→ WRITTEN PROBLEM:
Gather every line in the data below that contains the word "plume", and copy each one out in full.
+---+
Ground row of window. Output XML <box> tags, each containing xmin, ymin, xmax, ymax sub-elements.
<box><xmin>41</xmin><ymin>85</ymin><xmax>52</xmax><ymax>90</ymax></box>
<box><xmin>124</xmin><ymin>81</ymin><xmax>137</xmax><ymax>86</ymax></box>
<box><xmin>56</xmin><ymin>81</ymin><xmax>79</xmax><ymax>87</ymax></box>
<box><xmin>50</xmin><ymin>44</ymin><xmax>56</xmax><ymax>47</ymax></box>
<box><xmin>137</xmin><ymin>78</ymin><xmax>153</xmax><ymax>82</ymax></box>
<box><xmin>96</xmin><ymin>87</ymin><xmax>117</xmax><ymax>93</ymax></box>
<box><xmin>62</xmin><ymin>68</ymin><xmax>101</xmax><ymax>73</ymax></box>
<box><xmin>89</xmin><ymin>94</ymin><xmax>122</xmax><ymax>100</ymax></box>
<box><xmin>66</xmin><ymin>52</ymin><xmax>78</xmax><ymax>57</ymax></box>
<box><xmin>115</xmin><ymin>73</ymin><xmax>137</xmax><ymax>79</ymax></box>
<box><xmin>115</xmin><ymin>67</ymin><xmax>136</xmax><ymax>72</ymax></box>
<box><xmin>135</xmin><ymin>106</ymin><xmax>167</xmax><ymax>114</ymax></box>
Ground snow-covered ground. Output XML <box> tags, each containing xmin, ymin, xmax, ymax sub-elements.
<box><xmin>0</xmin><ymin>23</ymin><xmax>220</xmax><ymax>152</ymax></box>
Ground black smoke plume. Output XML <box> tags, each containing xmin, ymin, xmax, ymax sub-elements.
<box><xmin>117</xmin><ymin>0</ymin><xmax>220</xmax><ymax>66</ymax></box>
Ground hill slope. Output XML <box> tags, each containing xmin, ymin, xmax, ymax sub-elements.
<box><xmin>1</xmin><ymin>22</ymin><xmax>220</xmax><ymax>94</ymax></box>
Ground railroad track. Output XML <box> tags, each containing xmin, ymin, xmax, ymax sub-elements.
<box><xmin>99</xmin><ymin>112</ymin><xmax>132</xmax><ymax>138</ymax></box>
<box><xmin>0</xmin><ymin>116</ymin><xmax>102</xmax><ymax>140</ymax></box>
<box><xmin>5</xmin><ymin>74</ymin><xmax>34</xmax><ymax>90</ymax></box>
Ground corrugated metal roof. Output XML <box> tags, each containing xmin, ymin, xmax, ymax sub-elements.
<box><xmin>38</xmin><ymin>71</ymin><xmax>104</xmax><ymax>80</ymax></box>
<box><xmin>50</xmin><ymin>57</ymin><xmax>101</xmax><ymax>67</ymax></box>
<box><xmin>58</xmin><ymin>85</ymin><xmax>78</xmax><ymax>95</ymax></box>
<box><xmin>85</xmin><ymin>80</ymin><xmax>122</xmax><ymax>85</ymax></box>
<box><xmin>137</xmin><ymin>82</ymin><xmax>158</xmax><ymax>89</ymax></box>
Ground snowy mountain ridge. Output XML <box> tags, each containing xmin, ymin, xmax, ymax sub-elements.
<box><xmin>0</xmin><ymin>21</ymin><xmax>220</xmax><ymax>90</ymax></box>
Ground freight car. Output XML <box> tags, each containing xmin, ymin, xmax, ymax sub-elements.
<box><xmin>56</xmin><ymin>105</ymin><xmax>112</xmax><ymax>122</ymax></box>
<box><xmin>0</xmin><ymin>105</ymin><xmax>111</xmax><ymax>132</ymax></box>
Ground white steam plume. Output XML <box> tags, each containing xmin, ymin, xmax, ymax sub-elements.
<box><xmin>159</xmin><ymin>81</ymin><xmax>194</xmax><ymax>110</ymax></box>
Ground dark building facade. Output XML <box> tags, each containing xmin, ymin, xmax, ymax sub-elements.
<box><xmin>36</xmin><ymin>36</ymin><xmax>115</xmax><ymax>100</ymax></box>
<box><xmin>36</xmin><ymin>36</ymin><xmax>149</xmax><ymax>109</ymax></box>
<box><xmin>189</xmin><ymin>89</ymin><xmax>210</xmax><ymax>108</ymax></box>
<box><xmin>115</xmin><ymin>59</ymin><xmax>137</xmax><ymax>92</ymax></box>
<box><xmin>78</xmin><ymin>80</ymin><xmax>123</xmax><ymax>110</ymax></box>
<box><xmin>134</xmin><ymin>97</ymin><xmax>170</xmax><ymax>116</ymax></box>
+---+
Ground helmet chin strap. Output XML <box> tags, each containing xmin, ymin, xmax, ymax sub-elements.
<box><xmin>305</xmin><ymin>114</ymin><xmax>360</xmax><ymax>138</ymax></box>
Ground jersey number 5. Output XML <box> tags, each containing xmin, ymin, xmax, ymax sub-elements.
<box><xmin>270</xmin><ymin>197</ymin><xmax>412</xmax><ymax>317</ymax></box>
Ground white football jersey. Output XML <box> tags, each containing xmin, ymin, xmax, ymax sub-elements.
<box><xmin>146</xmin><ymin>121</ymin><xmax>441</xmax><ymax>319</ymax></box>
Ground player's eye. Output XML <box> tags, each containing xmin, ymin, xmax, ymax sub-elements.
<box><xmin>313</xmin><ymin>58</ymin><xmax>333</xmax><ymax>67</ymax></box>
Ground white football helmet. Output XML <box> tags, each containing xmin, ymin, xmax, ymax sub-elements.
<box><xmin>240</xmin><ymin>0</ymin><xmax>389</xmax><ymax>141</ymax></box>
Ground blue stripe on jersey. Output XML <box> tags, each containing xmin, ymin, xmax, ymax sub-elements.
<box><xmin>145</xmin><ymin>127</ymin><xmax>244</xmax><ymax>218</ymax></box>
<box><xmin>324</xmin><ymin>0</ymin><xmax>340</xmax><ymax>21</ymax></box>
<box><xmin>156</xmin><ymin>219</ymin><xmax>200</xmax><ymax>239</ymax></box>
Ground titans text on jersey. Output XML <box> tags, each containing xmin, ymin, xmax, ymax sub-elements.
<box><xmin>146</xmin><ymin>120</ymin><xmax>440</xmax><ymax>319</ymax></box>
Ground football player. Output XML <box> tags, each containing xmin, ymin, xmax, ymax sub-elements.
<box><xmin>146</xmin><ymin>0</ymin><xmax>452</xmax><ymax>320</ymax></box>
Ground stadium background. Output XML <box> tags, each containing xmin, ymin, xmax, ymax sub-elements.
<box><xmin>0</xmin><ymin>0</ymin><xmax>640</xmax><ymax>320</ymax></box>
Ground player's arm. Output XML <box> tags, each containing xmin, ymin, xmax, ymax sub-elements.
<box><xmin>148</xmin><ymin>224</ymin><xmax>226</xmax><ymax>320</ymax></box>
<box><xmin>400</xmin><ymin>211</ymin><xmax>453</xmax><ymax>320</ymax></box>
+---+
→ RESULT:
Ground black smoke plume. Output XML <box> tags, each containing xmin, ymin, xmax, ymax sub-elements.
Ground white steam plume. Output XML <box> tags, each containing xmin, ymin, xmax, ymax sub-elements.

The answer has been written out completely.